Is there a kind of "complete your collection" deal? I have Ark 1 to 3 and think about adding 4 and 5.

Would it be better to buy in a special order (first 4, then 5) to get better conditions?


----------



## Manuel Stumpf (Jan 1, 2022)

Saxer said:


> Is there a kind of "complete your collection" deal? I have Ark 1 to 3 and think about adding 4 and 5.
> 
> Would it be better to buy in a special order (first 4, then 5) to get better conditions?


When you have Ark 1 to 3 registered over at OT, and you are logged in your Ark bundle price is discounted.


----------



## Saxer (Jan 1, 2022)

Manuel Stumpf said:


> When you have Ark 1 to 3 registered over at OT, and you are logged in your Ark bundle price is discounted.


Thanks!


----------



## micrologus (Jan 1, 2022)

You need to update to Sine, then the price will be updated.


----------



## Giscard Rasquin (Jan 1, 2022)

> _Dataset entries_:
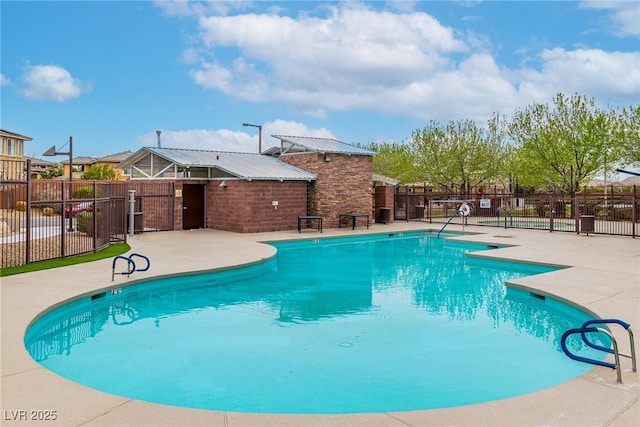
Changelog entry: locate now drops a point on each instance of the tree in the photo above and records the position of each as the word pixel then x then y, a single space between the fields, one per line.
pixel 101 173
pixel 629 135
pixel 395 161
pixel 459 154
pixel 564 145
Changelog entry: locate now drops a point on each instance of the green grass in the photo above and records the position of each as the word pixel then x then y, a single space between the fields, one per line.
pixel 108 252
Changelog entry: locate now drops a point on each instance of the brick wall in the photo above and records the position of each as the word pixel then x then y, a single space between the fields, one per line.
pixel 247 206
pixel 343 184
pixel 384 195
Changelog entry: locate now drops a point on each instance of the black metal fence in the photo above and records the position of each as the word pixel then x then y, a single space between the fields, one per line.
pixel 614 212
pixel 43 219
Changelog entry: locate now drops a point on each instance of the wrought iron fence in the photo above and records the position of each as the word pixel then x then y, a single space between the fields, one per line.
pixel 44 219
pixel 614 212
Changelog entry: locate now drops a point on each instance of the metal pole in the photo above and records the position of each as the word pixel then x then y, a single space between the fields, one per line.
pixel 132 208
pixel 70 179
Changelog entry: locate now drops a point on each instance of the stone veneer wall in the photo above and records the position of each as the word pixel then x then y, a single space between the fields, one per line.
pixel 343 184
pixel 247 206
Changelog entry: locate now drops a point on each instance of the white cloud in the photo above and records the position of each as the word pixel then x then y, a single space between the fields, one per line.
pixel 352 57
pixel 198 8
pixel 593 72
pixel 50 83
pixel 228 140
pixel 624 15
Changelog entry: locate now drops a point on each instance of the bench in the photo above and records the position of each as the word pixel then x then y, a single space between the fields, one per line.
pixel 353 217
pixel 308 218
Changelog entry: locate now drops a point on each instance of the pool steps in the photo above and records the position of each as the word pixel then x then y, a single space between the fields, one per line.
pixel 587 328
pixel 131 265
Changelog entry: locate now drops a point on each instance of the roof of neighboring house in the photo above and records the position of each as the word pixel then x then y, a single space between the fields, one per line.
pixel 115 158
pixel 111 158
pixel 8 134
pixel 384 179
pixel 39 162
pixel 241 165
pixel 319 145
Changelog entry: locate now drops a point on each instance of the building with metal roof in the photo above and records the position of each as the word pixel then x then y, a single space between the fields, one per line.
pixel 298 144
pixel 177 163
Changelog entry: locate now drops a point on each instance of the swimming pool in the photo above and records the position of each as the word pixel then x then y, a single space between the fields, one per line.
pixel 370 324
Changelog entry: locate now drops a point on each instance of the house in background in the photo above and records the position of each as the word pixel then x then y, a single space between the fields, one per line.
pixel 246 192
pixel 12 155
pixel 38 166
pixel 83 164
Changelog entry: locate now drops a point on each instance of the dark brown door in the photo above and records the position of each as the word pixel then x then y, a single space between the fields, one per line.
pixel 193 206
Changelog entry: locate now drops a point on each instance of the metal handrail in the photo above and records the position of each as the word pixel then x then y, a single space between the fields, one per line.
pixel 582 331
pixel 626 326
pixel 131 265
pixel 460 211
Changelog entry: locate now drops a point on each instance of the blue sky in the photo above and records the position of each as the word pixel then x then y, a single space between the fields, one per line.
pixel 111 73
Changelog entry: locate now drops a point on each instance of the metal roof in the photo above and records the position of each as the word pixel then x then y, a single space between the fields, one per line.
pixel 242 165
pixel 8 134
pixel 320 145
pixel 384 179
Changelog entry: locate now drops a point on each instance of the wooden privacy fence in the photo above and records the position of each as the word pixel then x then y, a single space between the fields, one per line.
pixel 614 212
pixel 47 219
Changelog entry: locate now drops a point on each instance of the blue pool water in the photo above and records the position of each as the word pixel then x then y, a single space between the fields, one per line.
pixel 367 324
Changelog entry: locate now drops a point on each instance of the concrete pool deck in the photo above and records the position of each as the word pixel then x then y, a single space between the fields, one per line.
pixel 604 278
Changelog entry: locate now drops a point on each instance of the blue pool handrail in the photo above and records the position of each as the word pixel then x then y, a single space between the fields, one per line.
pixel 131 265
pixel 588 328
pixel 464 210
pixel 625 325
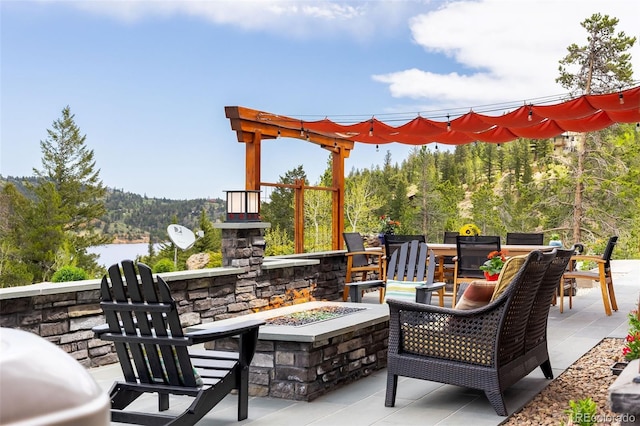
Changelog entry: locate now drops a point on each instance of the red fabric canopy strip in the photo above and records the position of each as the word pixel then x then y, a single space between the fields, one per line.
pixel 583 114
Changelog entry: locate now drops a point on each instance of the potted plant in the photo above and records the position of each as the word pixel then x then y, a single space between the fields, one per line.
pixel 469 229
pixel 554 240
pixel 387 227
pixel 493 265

> _Written tasks_:
1: In the forum thread on Ark bundle pricing, what conditions does Manuel Stumpf say lead to a discounted bundle price?
2: Write the next post in the forum thread on Ark bundle pricing, following its final header.

> _Responses to the exercise_:
1: Having Ark 1 to 3 registered at OT and being logged in.

2:
Does anybody know if you can purge all articulations within one SINE instance at once or do you need to go one by one? Looks like the latter...


----------



## jbuhler (Jan 1, 2022)

Giscard Rasquin said:


> Does anybody know if you can purge all articulations within one SINE instance at once or do you need to go one by one? Looks like the latter...


Purging in Sine is mostly pointless. The second you activate anything in the instance, all the samples in the instance loads


----------



## Giscard Rasquin (Jan 1, 2022)

jbuhler said:


> Purging in Sine is mostly pointless. The second you activate anything in the instance, all the samples in the instance loads


If you have each articulation on a different midi channel within SINE, only the articulation loads that´s being triggered on the midi channel you´re playing on. 
It´s true that the complete articulation loads, but all the other articulations on other MIDI channels stay purged.
The thing is that it looks like you have to purge each articulation separately whereas in Kontakt you can purge all articulations loaded within one instance at once.


----------



## Marsen (Jan 1, 2022)

jonathanwright said:


> The Woodwind Orchestra patch has brass layered in too, should that be the case


I compared Sine with Kontakt versions: They both sound the same, yes.


----------



## Marsen (Jan 1, 2022)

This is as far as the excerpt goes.